* OBJECTIVE:
Count the lines in the entries below that contain the string "chopped". Reply with that number alone.

-- start of RAW RECORDS --

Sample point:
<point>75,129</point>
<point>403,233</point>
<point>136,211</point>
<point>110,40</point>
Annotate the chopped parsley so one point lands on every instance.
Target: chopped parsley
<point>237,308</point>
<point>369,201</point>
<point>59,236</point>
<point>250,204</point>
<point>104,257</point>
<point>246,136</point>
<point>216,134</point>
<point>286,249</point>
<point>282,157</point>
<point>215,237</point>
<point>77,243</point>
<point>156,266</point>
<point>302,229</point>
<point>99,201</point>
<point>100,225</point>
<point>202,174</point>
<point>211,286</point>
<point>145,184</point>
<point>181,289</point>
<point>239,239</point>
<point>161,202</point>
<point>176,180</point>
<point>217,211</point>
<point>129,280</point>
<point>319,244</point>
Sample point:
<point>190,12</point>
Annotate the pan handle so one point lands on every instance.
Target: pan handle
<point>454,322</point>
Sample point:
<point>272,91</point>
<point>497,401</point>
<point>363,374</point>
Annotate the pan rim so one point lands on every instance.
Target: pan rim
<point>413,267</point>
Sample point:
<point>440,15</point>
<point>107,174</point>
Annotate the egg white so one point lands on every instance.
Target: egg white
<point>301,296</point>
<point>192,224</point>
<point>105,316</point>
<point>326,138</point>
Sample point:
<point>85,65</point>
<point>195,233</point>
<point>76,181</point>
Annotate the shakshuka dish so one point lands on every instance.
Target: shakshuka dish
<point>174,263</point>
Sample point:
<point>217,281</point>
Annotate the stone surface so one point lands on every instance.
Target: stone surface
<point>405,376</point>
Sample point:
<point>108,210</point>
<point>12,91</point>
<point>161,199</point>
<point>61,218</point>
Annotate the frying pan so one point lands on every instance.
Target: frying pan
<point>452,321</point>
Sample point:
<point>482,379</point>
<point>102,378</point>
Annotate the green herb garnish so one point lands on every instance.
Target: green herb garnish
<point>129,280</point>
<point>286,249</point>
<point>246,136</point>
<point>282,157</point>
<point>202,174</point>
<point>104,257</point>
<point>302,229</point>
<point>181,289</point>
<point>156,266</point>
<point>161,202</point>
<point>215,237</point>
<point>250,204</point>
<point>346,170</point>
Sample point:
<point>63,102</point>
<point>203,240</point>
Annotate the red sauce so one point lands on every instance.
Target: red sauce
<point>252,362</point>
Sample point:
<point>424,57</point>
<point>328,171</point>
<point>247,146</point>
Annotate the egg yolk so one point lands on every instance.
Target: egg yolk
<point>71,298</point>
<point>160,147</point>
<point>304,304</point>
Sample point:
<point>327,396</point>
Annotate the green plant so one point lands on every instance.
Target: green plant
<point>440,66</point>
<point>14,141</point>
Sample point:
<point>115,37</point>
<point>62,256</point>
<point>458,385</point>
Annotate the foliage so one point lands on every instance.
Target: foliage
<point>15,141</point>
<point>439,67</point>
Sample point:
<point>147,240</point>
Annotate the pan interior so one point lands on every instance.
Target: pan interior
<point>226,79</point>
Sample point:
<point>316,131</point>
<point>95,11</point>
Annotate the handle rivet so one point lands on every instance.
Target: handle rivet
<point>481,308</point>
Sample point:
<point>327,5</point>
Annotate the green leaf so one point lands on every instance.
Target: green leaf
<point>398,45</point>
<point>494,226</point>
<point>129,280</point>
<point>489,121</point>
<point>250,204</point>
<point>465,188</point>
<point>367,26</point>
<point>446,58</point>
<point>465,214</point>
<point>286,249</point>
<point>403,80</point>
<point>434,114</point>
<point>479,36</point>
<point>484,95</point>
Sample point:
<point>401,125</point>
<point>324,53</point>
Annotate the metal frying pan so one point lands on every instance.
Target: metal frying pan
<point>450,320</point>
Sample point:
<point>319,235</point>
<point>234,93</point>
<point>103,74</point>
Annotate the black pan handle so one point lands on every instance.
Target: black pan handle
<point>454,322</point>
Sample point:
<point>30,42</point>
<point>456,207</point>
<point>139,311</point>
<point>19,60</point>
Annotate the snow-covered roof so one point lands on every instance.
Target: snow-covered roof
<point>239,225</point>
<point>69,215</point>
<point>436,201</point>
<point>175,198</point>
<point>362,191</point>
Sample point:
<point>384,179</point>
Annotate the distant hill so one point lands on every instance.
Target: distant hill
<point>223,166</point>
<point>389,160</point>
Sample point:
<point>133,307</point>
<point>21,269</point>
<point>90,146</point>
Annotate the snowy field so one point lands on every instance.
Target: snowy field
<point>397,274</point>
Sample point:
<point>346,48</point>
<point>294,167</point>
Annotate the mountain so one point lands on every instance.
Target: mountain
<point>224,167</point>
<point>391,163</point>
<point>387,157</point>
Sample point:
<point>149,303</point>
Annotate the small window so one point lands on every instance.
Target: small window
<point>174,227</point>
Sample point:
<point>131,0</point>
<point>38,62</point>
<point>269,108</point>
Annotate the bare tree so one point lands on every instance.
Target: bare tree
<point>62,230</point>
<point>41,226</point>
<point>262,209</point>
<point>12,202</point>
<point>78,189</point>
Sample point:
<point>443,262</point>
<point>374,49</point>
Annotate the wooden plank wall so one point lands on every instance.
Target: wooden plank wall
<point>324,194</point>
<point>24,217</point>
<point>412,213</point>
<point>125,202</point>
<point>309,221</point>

-- end of RAW RECORDS --

* EXPECTED OUTPUT:
2